*Problem to solve*
Render every line of the items below as a Markdown table with the columns No. and Line, numbering each row and skipping blank lines. Leave the pictures out of the table.

(Point placement items)
(begin)
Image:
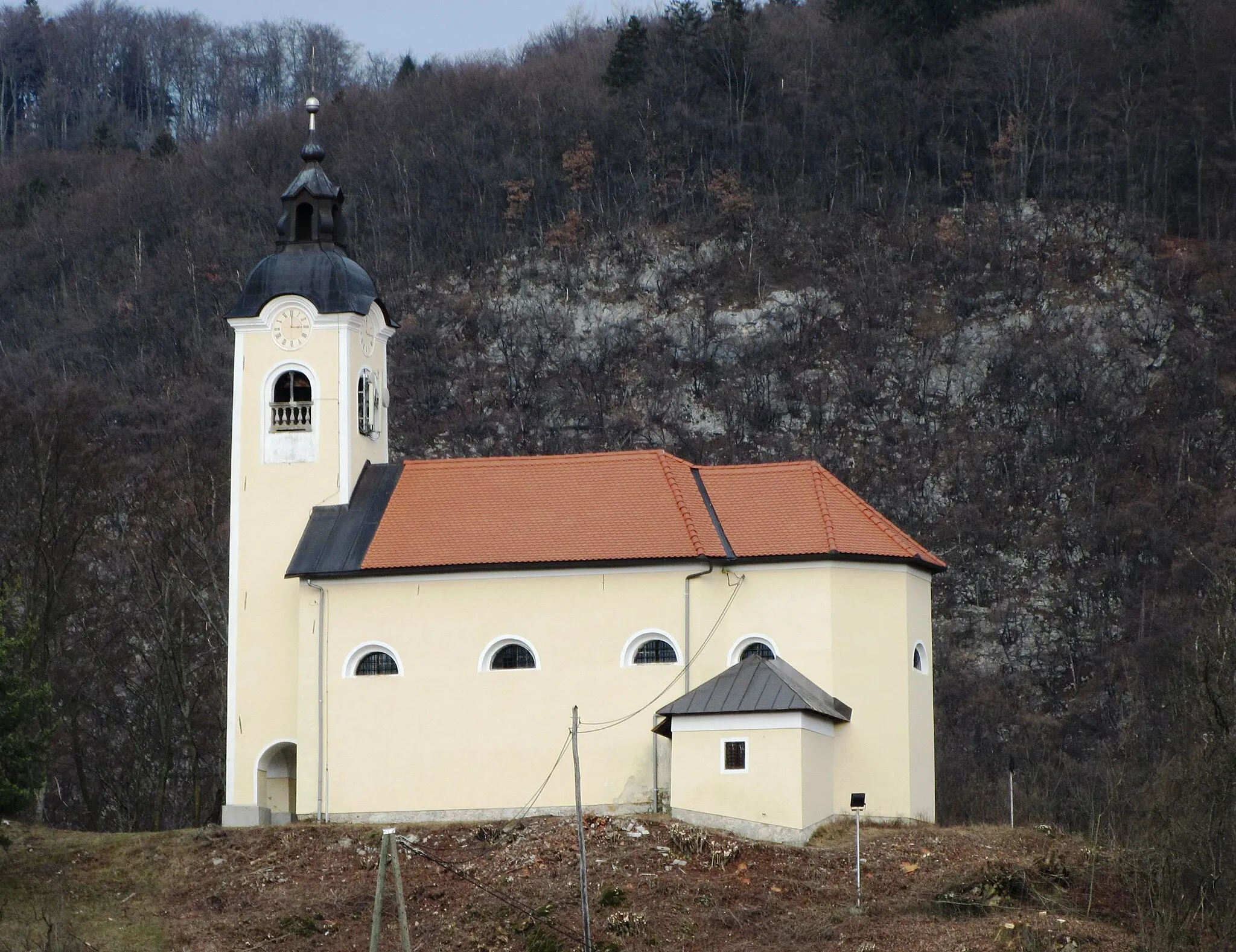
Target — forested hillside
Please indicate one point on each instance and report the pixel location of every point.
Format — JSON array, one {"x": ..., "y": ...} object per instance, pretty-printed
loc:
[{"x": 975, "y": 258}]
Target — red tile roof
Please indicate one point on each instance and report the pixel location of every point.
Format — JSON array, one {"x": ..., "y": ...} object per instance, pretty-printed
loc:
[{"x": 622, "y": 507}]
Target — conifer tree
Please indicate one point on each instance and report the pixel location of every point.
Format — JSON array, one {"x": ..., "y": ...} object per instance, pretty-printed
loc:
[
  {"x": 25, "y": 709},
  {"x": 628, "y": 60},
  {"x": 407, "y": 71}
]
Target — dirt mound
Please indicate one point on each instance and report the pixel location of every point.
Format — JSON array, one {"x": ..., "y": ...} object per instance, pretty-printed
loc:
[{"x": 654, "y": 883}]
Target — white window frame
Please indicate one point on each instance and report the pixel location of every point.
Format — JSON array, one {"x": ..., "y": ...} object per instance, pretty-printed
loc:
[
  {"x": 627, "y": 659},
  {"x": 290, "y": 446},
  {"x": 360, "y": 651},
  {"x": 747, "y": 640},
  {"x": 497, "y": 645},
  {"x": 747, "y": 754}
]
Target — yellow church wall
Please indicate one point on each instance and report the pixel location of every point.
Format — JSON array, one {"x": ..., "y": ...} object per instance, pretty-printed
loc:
(end)
*The completed task*
| No. | Line |
|---|---|
| 1 | Image: |
| 2 | Target — forested hillside |
| 3 | Please indicate one point on each instance and report the pixel location of every point. |
| 4 | Format — JSON array, one {"x": ..., "y": ...} object per instance, pretty-printed |
| 5 | loc: |
| 6 | [{"x": 975, "y": 258}] |
| 7 | Target — red tile roof |
| 8 | Please indicate one point on each instance and report the pixel location of every point. |
| 9 | Format — JSON array, one {"x": ..., "y": ...} object per instance, pretty-printed |
| 10 | loc: |
| 11 | [{"x": 622, "y": 507}] |
| 12 | Target — conifer tree |
| 13 | Please indicate one point on each instance and report the pixel location of every point. |
| 14 | Format — JSON array, one {"x": ..., "y": ...} object per instance, pretty-printed |
| 15 | loc: |
| 16 | [ |
| 17 |   {"x": 25, "y": 709}, |
| 18 |   {"x": 628, "y": 60}, |
| 19 |   {"x": 407, "y": 71} |
| 20 | ] |
| 21 | Target — dirt mound |
| 22 | Please indicate one point on each instance and report the pixel location of every point. |
| 23 | Format — JSON array, one {"x": ..., "y": ...} object per instance, pretty-printed |
| 24 | loc: |
| 25 | [{"x": 654, "y": 883}] |
| 26 | Target — white window frame |
| 27 | Please indicate one point on each instance and report the pixel location of every point. |
| 28 | Format — JSON array, one {"x": ..., "y": ...} object per instance, pretty-printed |
| 29 | loc: |
| 30 | [ |
| 31 |   {"x": 627, "y": 659}, |
| 32 |   {"x": 290, "y": 446}, |
| 33 |   {"x": 360, "y": 651}, |
| 34 |   {"x": 747, "y": 640}, |
| 35 |   {"x": 497, "y": 645}, |
| 36 |   {"x": 747, "y": 754} |
| 37 | ] |
| 38 | Target — yellow church wall |
| 39 | Please indicate one point on each instance and report the pixel location of every point. |
| 40 | Format — JSON array, one {"x": ..., "y": ...} object per instance, pretty-printed |
| 41 | loc: |